=== PAGE EXTRACT ===
▼▼▼

2005N-0345 Drug Approvals: Circumstances under which an active ingredient may be simultaneously marketed in both a prescription drug product and an over-the-counter drug product
FDA Comment Number : EC1930
Submitter : Ms. Alison Bernstein Date & Time: 10/31/2005 04:10:56
Organization : Washington University in St. Louis
Category : Academia
Issue Areas/Comments
1
A. Should FDA initiate a rulemaking to codify its interpretation of section 503(b) of the action regarding when an active ingredient can be simultaneously marketed in both prescription drug product and an OTC drug product?
No. This decision to initiate a rulemaking is highly unusual for the drug approval process in the FDA. The commissioner overruled the decision of every level of management below him. This break from normal protocol is not based on any scientific or clinical data. All the clinical and scientific data supported approval, even without a two-tier system.
1.
A. Should FDA initiate a rulemaking to codify its interpretation of section 503(b) of the act regarding when an active ingredient can be simultaneously market in both a prescription drug product and an OTC drug product?

▲▲▲

=== ENTRIES SUPPLIED ===
▼▼▼

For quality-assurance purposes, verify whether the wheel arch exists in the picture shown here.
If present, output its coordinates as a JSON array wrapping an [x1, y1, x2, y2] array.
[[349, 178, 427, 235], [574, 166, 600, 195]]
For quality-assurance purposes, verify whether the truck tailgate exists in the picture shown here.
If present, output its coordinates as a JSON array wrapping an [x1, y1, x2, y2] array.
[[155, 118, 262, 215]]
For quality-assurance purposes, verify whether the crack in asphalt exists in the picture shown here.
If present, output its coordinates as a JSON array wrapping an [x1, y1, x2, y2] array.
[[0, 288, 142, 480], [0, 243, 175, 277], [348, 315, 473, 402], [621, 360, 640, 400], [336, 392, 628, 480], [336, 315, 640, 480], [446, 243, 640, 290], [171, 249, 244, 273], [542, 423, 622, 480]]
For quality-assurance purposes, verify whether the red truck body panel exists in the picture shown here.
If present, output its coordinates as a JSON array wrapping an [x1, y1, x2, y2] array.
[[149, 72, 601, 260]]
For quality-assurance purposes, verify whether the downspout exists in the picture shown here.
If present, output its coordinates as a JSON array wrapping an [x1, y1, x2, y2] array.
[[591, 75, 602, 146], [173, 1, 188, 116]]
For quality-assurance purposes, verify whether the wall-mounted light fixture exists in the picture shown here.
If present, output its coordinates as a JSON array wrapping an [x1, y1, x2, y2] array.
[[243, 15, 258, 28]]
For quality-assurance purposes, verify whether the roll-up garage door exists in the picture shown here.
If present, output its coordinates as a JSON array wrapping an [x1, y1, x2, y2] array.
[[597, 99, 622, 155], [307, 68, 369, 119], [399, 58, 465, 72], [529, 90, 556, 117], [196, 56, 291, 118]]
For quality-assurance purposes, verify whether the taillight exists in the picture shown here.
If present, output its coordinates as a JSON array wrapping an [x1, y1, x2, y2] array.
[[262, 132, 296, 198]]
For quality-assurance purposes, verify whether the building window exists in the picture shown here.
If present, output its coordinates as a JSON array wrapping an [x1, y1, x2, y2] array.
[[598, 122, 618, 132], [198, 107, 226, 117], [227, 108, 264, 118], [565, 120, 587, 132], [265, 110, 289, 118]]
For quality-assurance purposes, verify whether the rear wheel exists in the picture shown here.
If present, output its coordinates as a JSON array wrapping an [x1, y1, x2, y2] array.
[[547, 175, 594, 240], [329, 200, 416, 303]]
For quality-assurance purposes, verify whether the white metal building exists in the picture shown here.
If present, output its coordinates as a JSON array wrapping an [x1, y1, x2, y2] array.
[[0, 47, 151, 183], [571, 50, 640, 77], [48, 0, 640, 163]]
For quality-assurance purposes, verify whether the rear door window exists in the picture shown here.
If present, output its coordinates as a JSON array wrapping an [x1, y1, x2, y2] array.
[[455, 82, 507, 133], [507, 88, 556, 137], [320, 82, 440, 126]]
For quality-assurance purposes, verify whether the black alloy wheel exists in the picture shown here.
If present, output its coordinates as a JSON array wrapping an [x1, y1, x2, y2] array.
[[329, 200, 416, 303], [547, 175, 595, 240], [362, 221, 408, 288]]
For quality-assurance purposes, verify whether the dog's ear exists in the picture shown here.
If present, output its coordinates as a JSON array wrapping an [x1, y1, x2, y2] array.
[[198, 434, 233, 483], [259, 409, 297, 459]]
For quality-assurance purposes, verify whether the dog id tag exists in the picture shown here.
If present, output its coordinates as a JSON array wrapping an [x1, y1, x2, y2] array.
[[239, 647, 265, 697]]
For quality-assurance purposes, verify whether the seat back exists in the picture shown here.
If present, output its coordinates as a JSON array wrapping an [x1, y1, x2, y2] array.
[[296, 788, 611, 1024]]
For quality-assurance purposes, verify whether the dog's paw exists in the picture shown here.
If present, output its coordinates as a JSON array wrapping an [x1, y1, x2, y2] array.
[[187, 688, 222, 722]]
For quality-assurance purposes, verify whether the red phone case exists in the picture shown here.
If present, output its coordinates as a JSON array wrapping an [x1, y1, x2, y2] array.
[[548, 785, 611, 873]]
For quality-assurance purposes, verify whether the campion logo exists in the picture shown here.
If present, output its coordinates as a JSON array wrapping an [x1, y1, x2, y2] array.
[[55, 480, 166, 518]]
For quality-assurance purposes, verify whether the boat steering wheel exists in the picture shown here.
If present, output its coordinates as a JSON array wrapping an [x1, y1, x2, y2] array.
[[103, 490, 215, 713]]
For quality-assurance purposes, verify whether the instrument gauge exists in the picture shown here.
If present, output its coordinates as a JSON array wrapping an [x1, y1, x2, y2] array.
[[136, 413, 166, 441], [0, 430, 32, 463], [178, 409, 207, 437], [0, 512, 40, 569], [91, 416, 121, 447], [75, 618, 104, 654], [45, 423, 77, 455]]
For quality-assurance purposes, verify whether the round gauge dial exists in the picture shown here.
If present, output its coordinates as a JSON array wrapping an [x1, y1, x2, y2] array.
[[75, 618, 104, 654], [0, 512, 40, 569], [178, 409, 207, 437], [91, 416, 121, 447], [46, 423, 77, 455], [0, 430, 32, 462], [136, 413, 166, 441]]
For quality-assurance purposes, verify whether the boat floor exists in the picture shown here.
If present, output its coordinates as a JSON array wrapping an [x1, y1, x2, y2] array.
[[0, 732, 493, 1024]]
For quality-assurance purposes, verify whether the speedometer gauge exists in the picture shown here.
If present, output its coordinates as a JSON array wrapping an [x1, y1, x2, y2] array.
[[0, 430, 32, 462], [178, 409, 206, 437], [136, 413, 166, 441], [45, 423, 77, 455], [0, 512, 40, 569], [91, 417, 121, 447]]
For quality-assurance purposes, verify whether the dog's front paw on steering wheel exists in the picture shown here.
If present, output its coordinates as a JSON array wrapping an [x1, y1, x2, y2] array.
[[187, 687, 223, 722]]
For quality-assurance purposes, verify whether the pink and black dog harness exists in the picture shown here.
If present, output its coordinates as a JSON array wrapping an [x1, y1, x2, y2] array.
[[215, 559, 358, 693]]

▲▲▲

=== WHAT TO WORK ON ===
(a) Using the FDA comment, decide whether each statement agrees with it. Answer yes or no for each, quoting the words of the comment that decide it.
(i) The submitter's organization is Washington University in St. Louis.
(ii) The commissioner followed the decision of the management levels below him.
(iii) The clinical and scientific data supported approval.
(b) List every labeled field that appears in the FDA comment before the line "Issue Areas/Comments", along with the value given for each.
You can do this exercise without the rows.

=== PER-TASK ANSWERS ===
(a)
(i) Yes: "Organization : Washington University in St. Louis"
(ii) No: "The commissioner overruled the decision of every level of management below him."
(iii) Yes: "All the clinical and scientific data supported approval, even without a two-tier system."

(b)
FDA Comment Number: EC1930
Submitter: Ms. Alison Bernstein
Date & Time: 10/31/2005 04:10:56
Organization: Washington University in St. Louis
Category: Academia